* Written instruction
Copy out every line of the listing below without changing anything, and omit the pictures from your answer.

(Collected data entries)
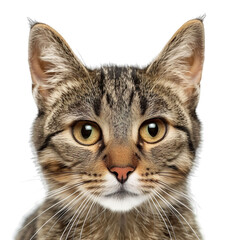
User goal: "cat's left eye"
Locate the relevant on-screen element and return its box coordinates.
[139,118,167,143]
[72,121,101,146]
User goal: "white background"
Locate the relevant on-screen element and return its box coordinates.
[0,0,240,240]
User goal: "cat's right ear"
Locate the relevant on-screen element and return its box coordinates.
[29,23,88,110]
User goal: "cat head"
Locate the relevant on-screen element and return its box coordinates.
[29,19,204,211]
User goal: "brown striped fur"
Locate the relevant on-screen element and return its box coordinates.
[16,19,204,240]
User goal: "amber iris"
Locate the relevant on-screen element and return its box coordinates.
[72,121,101,145]
[139,118,167,143]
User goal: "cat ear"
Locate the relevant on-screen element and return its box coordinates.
[147,19,204,104]
[29,23,88,107]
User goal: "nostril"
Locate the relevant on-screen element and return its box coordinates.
[109,167,135,183]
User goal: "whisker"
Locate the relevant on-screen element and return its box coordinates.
[153,188,187,232]
[79,194,97,240]
[159,188,194,213]
[150,196,172,239]
[21,186,78,230]
[153,190,176,239]
[30,191,82,240]
[60,191,97,240]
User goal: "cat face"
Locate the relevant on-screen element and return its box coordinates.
[29,20,204,211]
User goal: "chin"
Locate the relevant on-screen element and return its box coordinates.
[98,192,147,212]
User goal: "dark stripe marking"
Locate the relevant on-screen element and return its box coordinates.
[38,130,63,152]
[128,90,134,107]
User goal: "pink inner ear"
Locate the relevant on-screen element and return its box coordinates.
[187,54,203,85]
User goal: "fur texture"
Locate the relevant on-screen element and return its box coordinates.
[16,19,204,240]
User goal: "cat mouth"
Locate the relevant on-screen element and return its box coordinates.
[104,189,139,199]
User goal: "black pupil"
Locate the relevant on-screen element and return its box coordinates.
[148,123,158,137]
[81,124,92,139]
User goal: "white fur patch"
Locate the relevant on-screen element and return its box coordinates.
[97,172,148,212]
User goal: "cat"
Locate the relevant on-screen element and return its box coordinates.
[16,19,204,240]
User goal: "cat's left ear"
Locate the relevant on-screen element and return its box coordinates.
[147,19,204,107]
[29,23,89,110]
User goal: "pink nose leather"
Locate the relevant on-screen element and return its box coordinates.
[110,167,134,183]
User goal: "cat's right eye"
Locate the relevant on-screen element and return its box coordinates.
[72,121,101,146]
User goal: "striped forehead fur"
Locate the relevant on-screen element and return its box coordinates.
[16,19,204,240]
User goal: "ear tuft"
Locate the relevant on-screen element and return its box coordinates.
[147,18,204,103]
[29,20,88,109]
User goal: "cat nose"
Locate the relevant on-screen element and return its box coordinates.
[109,167,135,184]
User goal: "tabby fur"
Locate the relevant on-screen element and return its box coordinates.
[16,19,204,240]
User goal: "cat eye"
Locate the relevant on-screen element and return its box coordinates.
[72,121,101,145]
[139,118,167,143]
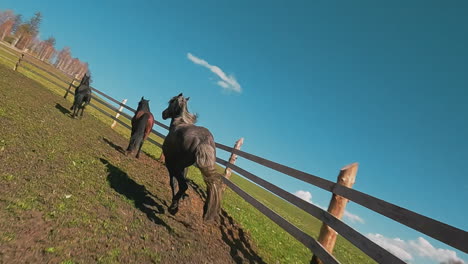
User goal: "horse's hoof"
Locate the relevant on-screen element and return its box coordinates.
[167,205,179,215]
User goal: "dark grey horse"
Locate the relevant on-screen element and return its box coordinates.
[162,94,222,221]
[70,74,91,118]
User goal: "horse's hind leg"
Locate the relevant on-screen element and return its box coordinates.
[200,166,222,221]
[169,169,188,215]
[136,139,144,159]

* Task solution
User goal: "cat's left eye"
Locate the relevant on-screen element and return its box coordinates.
[139,118,167,143]
[72,121,101,146]
User goal: "white background"
Locate the relevant on-screen element and return its box coordinates.
[0,0,240,240]
User goal: "cat's right ear"
Locate the relevant on-screen element and return its box coordinates.
[29,23,88,110]
User goal: "cat head"
Locate the relevant on-screen element and return its box coordinates.
[29,19,204,211]
User goal: "brown striped fur"
Locate the relevant on-screen element and return its box coordinates.
[16,19,204,240]
User goal: "amber iris"
Locate the relevant on-screen element and return its box coordinates.
[72,121,101,145]
[139,118,167,143]
User goal: "cat ear"
Locate the relevant on-screen element and return its box coordinates.
[147,19,204,104]
[29,23,88,107]
User goal: "nostril"
Locate the relevant on-screen element and return its box coordinates.
[109,167,135,183]
User goal: "whisker"
Locate the relevant on-screen element and return its box coordinates.
[153,188,187,232]
[79,194,97,240]
[159,188,194,213]
[150,196,172,239]
[21,186,78,230]
[153,190,176,239]
[30,191,82,240]
[60,191,97,240]
User goal: "cat face"
Locate the relevant on-screen element and return its box coordinates.
[29,20,204,211]
User goal: "chin"
Locate the relevant on-screen element and return its box coordinates.
[98,192,147,212]
User goal: "dark stripe marking"
Locate the relevant on-screen element and return its box coordinates.
[38,130,63,152]
[128,90,134,107]
User goal: "pink inner ear"
Locate the relevant on-screen element and return its box coordinates.
[187,54,203,85]
User goal: "fur texture"
Locate the relevant on-screen element and return its box coordinates.
[16,19,204,240]
User goal: "cat mouth"
Locate the relevant on-screen element and return its box coordinates.
[104,189,139,199]
User goal: "black pupil"
Locate the relevant on-screen element and return its box coordinates.
[148,123,158,137]
[81,124,92,139]
User goal: "white fur patch"
Locate the relevant on-screen element and return its box coordinates.
[97,172,148,212]
User goal: "cat"
Locate the relevant on-screen element and return its box coordinates.
[16,19,204,240]
User goal: "cat's left ear"
Locate the relevant on-screen element and return its box coordinates.
[147,19,204,107]
[29,23,89,110]
User goal: "pink nose leather"
Locate the relevant on-screen element and return its box coordinates.
[110,167,134,183]
User goal: "cat's right eye"
Locate the relevant on-screen element and return its box coordinates.
[72,121,101,146]
User goal: "striped forehead fur"
Locate the relevant on-screen element and return its box coordinates.
[16,19,204,240]
User goal: "ear tuft"
Locate the relevant on-screen element and return its box coordinates.
[147,18,204,103]
[29,20,88,109]
User goal: "cat nose"
Locate the relevant on-screen element and return its box coordinates.
[109,167,135,184]
User goal: "tabby fur"
Locate the relevant on-screen element and return its box coordinates.
[16,19,204,240]
User goal: "cat eye"
Locate the relevant on-screen element and return its box coordinates.
[72,121,101,145]
[139,118,167,143]
User goal: "horse's hoof"
Locate the relevant on-screen element and return its box coordinates.
[167,205,179,215]
User goal: "dark grey horse"
Locate the relevant on-screen element and return its box coordinates.
[162,94,222,221]
[70,74,91,118]
User goal: "horse's hind leg"
Locate the relevant on-screen element and return its box coordinates.
[200,166,222,221]
[169,169,188,215]
[136,139,144,159]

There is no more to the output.